CHALLENGE
Arrange the rows below as a Markdown table with two columns, No. and Line, giving each line its row number. Skip blank lines and leave the pictures out.

GIVEN ENTRIES
++++

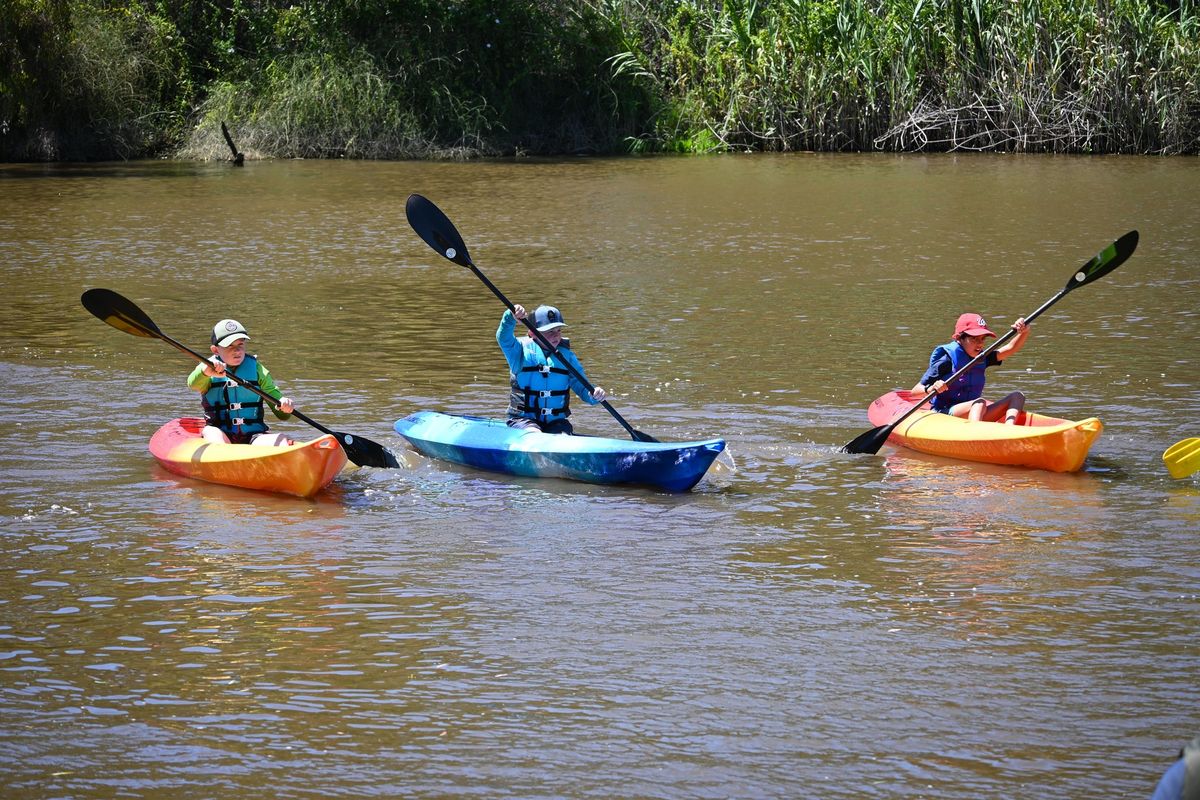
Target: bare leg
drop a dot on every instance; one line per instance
(972, 410)
(270, 440)
(1006, 409)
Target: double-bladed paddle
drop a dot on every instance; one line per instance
(1183, 457)
(432, 226)
(123, 314)
(1104, 262)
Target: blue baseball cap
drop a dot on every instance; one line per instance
(547, 318)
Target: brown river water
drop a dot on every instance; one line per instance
(805, 624)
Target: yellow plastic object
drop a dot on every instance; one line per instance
(1183, 457)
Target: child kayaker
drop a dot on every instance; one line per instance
(541, 385)
(965, 396)
(235, 414)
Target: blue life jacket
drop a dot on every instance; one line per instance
(966, 386)
(541, 391)
(235, 410)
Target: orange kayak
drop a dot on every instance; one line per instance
(1036, 440)
(303, 469)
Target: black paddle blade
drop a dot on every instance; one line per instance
(365, 452)
(123, 314)
(1104, 262)
(869, 443)
(436, 229)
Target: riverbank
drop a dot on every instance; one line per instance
(373, 79)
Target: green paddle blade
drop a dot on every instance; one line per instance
(114, 310)
(1104, 262)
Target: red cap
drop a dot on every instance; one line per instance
(971, 325)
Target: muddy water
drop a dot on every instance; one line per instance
(808, 624)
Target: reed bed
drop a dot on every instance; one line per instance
(1026, 76)
(461, 78)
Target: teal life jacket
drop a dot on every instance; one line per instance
(966, 386)
(541, 391)
(238, 411)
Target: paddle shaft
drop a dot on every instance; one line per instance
(552, 349)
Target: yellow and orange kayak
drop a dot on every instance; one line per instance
(1035, 440)
(303, 469)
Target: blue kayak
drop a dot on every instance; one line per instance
(492, 445)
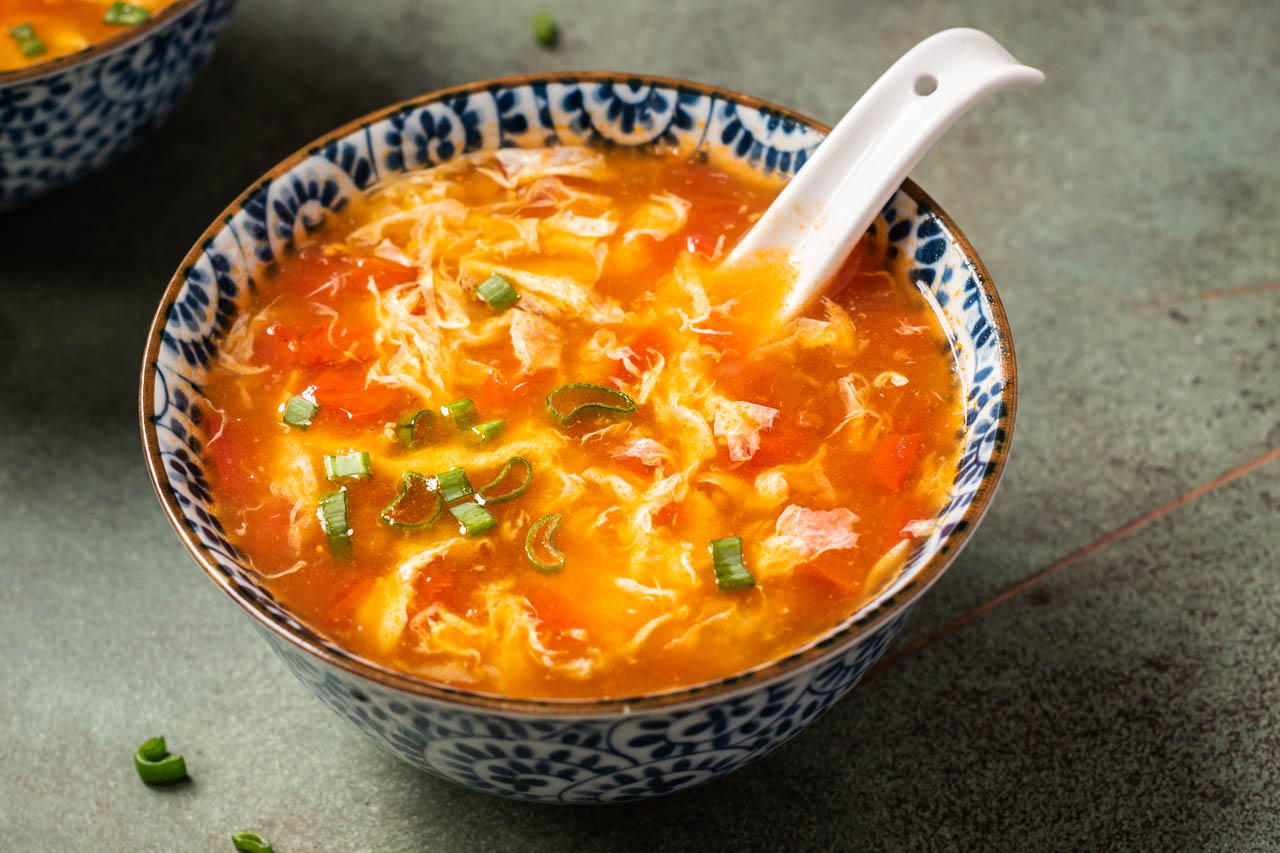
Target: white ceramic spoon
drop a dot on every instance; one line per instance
(821, 214)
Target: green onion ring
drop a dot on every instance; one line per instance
(485, 493)
(408, 479)
(549, 523)
(156, 765)
(618, 402)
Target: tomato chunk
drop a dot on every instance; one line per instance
(344, 388)
(894, 459)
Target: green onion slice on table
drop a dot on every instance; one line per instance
(333, 519)
(540, 543)
(453, 484)
(156, 765)
(28, 42)
(462, 411)
(474, 518)
(498, 293)
(126, 14)
(415, 428)
(350, 464)
(300, 411)
(581, 398)
(730, 570)
(543, 27)
(417, 503)
(251, 843)
(511, 482)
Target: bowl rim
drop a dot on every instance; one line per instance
(880, 610)
(99, 48)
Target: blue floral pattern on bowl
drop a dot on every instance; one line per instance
(567, 752)
(59, 124)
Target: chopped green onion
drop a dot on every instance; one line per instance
(416, 505)
(28, 42)
(540, 537)
(474, 518)
(499, 491)
(498, 293)
(333, 519)
(251, 843)
(543, 27)
(414, 427)
(462, 411)
(126, 14)
(577, 398)
(156, 766)
(453, 484)
(300, 411)
(730, 570)
(489, 429)
(350, 464)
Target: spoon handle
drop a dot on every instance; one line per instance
(822, 213)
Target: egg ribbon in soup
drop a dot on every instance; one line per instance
(502, 427)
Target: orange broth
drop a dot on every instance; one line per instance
(613, 255)
(62, 26)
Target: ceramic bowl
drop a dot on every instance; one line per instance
(67, 117)
(558, 751)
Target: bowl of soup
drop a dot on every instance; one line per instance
(461, 406)
(82, 81)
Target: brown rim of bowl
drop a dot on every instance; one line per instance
(97, 48)
(873, 614)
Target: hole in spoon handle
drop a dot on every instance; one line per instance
(926, 85)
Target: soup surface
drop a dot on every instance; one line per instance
(35, 31)
(826, 446)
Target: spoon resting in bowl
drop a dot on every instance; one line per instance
(818, 218)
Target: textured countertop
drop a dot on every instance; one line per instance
(1100, 667)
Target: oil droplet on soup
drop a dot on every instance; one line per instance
(826, 448)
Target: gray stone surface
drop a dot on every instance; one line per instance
(1127, 211)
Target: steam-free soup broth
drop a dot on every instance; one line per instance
(658, 491)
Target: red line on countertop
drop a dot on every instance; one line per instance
(1211, 296)
(1208, 296)
(1080, 553)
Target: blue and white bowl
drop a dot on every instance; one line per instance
(71, 115)
(558, 751)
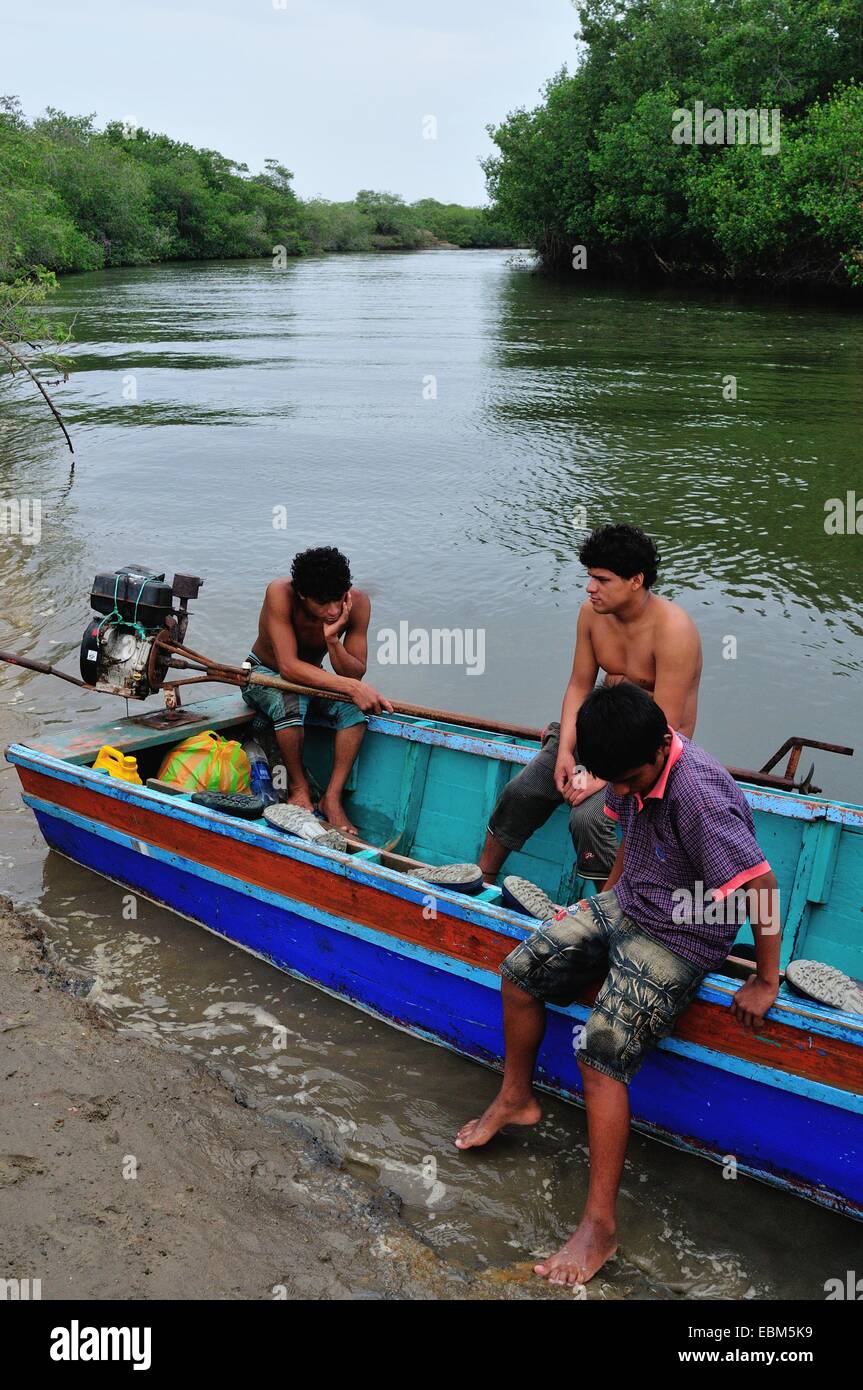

++++

EXERCISE RESPONSE
| No. | Line |
|---|---|
| 1 | Target: bare leg |
| 2 | drop a dot on every instance; one line per instance |
| 3 | (972, 410) |
| 4 | (270, 440) |
| 5 | (1006, 409) |
| 6 | Target: double-bladed paddle |
| 7 | drop a dot on every instance; one line per instance |
| 8 | (1183, 457) |
| 9 | (432, 226) |
| 10 | (123, 314) |
| 11 | (1104, 262) |
| 12 | Target: blue baseball cap |
| 13 | drop a dot on every instance; one line per instance |
| 14 | (547, 318) |
| 15 | Target: brown river water |
| 16 | drop a dot on every instance; one line per instance |
| 17 | (805, 624) |
| 18 | Target: yellow plastic object |
| 19 | drop a dot on every instance; one line per instance |
| 20 | (1183, 457) |
| 21 | Target: child kayaker |
| 22 | drop a dot on every instance; one line per instance |
| 23 | (541, 385) |
| 24 | (965, 396) |
| 25 | (235, 414) |
| 26 | Target: blue life jacket |
| 27 | drop a dot on every instance; one line per instance |
| 28 | (966, 386) |
| 29 | (541, 391) |
| 30 | (235, 410) |
| 31 | Target: orange kayak |
| 32 | drop a dot on every instance; one line per instance |
| 33 | (1036, 440) |
| 34 | (303, 469) |
| 35 | Target: black paddle blade |
| 36 | drop a dot on every instance; one line per instance |
| 37 | (365, 452) |
| 38 | (123, 314) |
| 39 | (1104, 262) |
| 40 | (869, 443) |
| 41 | (436, 229) |
| 42 | Target: riverbank |
| 43 | drop a dot on every instance; one line per instance |
| 44 | (373, 79) |
| 45 | Target: green paddle blade |
| 46 | drop a dot on every instance; one line per instance |
| 47 | (114, 310) |
| 48 | (1104, 262) |
| 49 | Target: red cap |
| 50 | drop a dot on every instance; one line per instance |
| 51 | (971, 325) |
| 52 | Target: muddy water |
| 53 | drop a dot on every instance; one line per instance |
| 54 | (808, 624) |
| 55 | Target: reed bed |
| 56 | drop a dot on every instance; one line per instance |
| 57 | (1026, 76) |
| 58 | (461, 78) |
| 59 | Target: teal life jacket |
| 60 | drop a dot on every instance; one line per instance |
| 61 | (966, 386) |
| 62 | (541, 391) |
| 63 | (238, 411) |
| 64 | Target: paddle shaft |
| 65 | drop a dot on every instance; one line per instance |
| 66 | (552, 349) |
| 67 | Target: yellow and orange kayak |
| 68 | drop a dot on every instance; one line per instance |
| 69 | (1035, 440) |
| 70 | (303, 469) |
| 71 | Target: blue kayak |
| 72 | drop a dot on every instance; one line per instance |
| 73 | (492, 445) |
| 74 | Target: white ceramic spoon |
| 75 | drop a dot on every instance; one line per instance |
| 76 | (821, 214) |
| 77 | Target: green onion ring |
| 78 | drop a dot on every instance; one line per instance |
| 79 | (485, 493) |
| 80 | (408, 479) |
| 81 | (549, 523) |
| 82 | (156, 765) |
| 83 | (618, 402) |
| 84 | Target: tomato chunk |
| 85 | drop a dot on every instance; one line per instance |
| 86 | (344, 388) |
| 87 | (894, 459) |
| 88 | Target: green onion slice on table |
| 89 | drop a dot on every instance; one line per instance |
| 90 | (333, 519) |
| 91 | (540, 543) |
| 92 | (453, 484) |
| 93 | (156, 765) |
| 94 | (28, 42) |
| 95 | (462, 411) |
| 96 | (474, 518) |
| 97 | (498, 293) |
| 98 | (126, 14) |
| 99 | (415, 428) |
| 100 | (350, 464) |
| 101 | (300, 411) |
| 102 | (581, 398) |
| 103 | (730, 570) |
| 104 | (543, 27) |
| 105 | (417, 503) |
| 106 | (251, 843) |
| 107 | (511, 482) |
| 108 | Target: bowl rim |
| 109 | drop a dot on every instance; one line per instance |
| 110 | (880, 610) |
| 111 | (99, 48) |
| 112 | Target: blue floral pattern on bowl |
| 113 | drop a dot on every instance; one line per instance |
| 114 | (567, 752) |
| 115 | (59, 124) |
| 116 | Target: chopped green onion |
| 117 | drop a dot on every instance; one line per instance |
| 118 | (416, 505) |
| 119 | (28, 42) |
| 120 | (540, 537) |
| 121 | (474, 518) |
| 122 | (499, 491) |
| 123 | (498, 293) |
| 124 | (333, 519) |
| 125 | (251, 843) |
| 126 | (543, 27) |
| 127 | (414, 427) |
| 128 | (462, 411) |
| 129 | (126, 14) |
| 130 | (577, 398) |
| 131 | (156, 766) |
| 132 | (453, 484) |
| 133 | (300, 411) |
| 134 | (730, 570) |
| 135 | (489, 429) |
| 136 | (350, 464) |
| 137 | Target: spoon handle |
| 138 | drop a dot on every instance; one line per instance |
| 139 | (822, 213) |
| 140 | Target: egg ribbon in soup |
| 141 | drop a dot on every instance; one line per instance |
| 142 | (502, 427) |
| 143 | Target: orange broth |
| 144 | drop a dot on every instance; one line per instance |
| 145 | (613, 255) |
| 146 | (62, 26) |
| 147 | Target: ceramic bowl |
| 148 | drop a dot on every instance; one line per instance |
| 149 | (67, 117) |
| 150 | (558, 751) |
| 151 | Target: bowl of soup |
| 152 | drop a dot on every instance; one line per instance |
| 153 | (461, 406) |
| 154 | (82, 81) |
| 155 | Target: brown rim of bowl |
| 156 | drop a dot on every instance; one line per instance |
| 157 | (97, 48) |
| 158 | (873, 614) |
| 159 | Target: hole in spoon handle |
| 160 | drop a dot on every instance; one line per instance |
| 161 | (926, 85) |
| 162 | Target: soup surface |
| 163 | drop a dot on every instance; one line per instance |
| 164 | (35, 31) |
| 165 | (826, 446) |
| 166 | Target: spoon resting in bowl |
| 167 | drop a dot on every instance; one line per instance |
| 168 | (818, 218) |
| 169 | Target: textured countertop |
| 170 | drop a dot on every instance; one line per instance |
| 171 | (1100, 667) |
| 172 | Target: oil droplet on soup |
| 173 | drop a dot on every instance; one line per instance |
| 174 | (826, 448) |
| 175 | Target: gray stone surface |
| 176 | drop a dot on every instance; one line per instance |
| 177 | (1127, 211) |
| 178 | Target: steam-free soup broth |
| 179 | drop a dot on every instance; one line per instance |
| 180 | (658, 491) |
| 181 | Target: red line on countertop |
| 182 | drop a dot on every instance; one line per instance |
| 183 | (1211, 296) |
| 184 | (1208, 296) |
| 185 | (1080, 553) |
| 186 | Target: blue and white bowl |
| 187 | drop a dot on every instance; one line per instance |
| 188 | (71, 115) |
| 189 | (558, 751) |